*The task:*
Retype each entry verbatim. Do not include the images.

Stored records
_ _ _ _

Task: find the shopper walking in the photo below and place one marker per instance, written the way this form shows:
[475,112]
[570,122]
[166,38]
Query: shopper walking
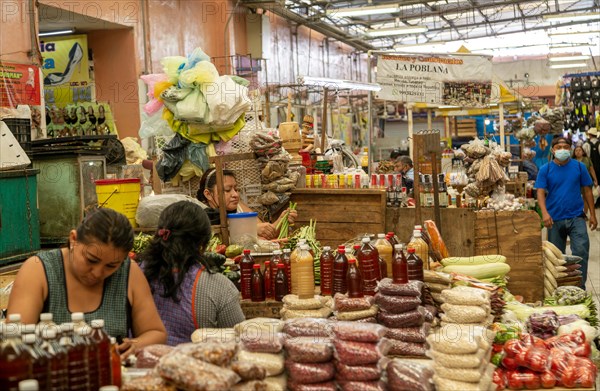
[189,292]
[560,185]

_ _ _ _

*Solved problem:*
Task: find the shopper walking in the photo below and place one marker per instance, written the way this form shows:
[475,112]
[570,122]
[166,38]
Query: shopper walking
[189,292]
[560,185]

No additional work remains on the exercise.